§ BRIEF: Copy verbatim the lines of the data from the one containing "rough mask: <svg" through the end of the data.

------------------------------------------------------------------------

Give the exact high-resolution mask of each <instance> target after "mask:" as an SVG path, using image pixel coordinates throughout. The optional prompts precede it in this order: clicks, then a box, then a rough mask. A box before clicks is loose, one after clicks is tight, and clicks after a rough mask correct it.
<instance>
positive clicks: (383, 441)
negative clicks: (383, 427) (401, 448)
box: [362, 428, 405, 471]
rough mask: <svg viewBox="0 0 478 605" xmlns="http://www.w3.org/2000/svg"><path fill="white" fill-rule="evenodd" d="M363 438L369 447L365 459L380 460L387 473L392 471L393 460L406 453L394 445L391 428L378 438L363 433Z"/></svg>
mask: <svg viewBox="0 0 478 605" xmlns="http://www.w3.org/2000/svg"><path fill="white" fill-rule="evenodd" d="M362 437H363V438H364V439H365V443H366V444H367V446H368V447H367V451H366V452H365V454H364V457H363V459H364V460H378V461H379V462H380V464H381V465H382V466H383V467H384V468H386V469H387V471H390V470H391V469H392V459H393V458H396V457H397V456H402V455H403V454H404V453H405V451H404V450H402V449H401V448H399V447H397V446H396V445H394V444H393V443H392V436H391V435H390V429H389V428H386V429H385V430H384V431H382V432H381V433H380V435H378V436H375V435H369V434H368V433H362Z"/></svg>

------------------------------------------------------------------------

§ THE ANSWER:
rough mask: <svg viewBox="0 0 478 605" xmlns="http://www.w3.org/2000/svg"><path fill="white" fill-rule="evenodd" d="M363 438L369 447L365 459L380 460L387 473L392 471L393 460L406 453L394 445L391 428L378 438L363 433Z"/></svg>
mask: <svg viewBox="0 0 478 605" xmlns="http://www.w3.org/2000/svg"><path fill="white" fill-rule="evenodd" d="M362 437H363V438H364V439H365V443H366V444H367V446H368V447H367V451H366V452H365V454H364V457H363V459H364V460H378V461H379V462H380V464H381V465H382V466H383V467H384V468H386V469H387V471H390V470H391V469H392V459H393V458H396V457H397V456H402V455H403V454H404V453H405V451H404V450H402V449H401V448H399V447H397V446H396V445H394V444H393V443H392V436H391V435H390V429H389V428H386V429H385V430H384V431H382V432H381V433H380V435H378V436H375V435H369V434H368V433H362Z"/></svg>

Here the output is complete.